Write out every line of the records below without changing anything.

Excerpts from point annotation data:
· · · · ·
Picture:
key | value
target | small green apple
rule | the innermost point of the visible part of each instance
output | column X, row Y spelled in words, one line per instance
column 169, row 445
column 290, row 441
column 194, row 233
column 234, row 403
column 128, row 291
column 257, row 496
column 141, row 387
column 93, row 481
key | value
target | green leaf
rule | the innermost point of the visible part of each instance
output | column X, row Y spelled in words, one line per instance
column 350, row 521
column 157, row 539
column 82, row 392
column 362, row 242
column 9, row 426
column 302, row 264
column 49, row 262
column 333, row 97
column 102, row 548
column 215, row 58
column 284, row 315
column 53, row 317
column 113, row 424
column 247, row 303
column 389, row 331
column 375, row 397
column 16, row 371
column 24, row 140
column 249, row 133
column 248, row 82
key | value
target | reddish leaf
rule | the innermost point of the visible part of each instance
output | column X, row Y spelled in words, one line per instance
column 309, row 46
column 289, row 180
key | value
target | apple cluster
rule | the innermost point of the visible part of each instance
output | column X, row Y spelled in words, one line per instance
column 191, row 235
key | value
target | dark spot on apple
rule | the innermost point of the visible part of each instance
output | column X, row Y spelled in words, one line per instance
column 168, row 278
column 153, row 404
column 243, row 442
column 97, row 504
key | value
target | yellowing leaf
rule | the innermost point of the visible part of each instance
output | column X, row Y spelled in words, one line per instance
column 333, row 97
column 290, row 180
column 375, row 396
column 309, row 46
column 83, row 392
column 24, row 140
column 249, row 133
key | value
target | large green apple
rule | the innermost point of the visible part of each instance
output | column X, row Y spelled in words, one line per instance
· · · · ·
Written response:
Picture:
key | value
target | small green apple
rule | the innermost point of the visible part of each instance
output | column X, row Y spelled in words, one line per instance
column 169, row 445
column 290, row 441
column 194, row 233
column 234, row 403
column 128, row 291
column 257, row 496
column 141, row 387
column 93, row 481
key | value
target | green leaf
rule | the innermost point of the visible part of each instance
output | column X, row Y spelled in words, one line per instance
column 350, row 521
column 157, row 539
column 82, row 392
column 362, row 242
column 9, row 426
column 302, row 264
column 49, row 262
column 333, row 97
column 102, row 548
column 215, row 58
column 284, row 315
column 53, row 317
column 113, row 424
column 247, row 303
column 389, row 331
column 375, row 397
column 16, row 371
column 24, row 140
column 249, row 133
column 248, row 82
key | value
target | reddish leaf
rule | the innermost point of the visible part of each instance
output | column X, row Y spelled in words, one line per instance
column 309, row 46
column 289, row 180
key | value
target | apple cluster
rule | the innermost point of the visible part of each instance
output | column X, row Y spelled in words, one line per instance
column 191, row 235
key | value
target | dark spot on apple
rule | the innermost point of the visible part of each instance
output | column X, row Y spelled in words, one line per instance
column 168, row 278
column 153, row 404
column 243, row 442
column 97, row 504
key | value
target | yellowing leaf
rule | the innermost point of the visible part of each instance
output | column X, row Y spelled in words, one line per instance
column 333, row 97
column 290, row 180
column 375, row 396
column 309, row 46
column 83, row 392
column 24, row 140
column 249, row 133
key | value
target | large green apple
rule | the innermost point of the visible part of each instance
output | column X, row Y spelled in words, one line per instance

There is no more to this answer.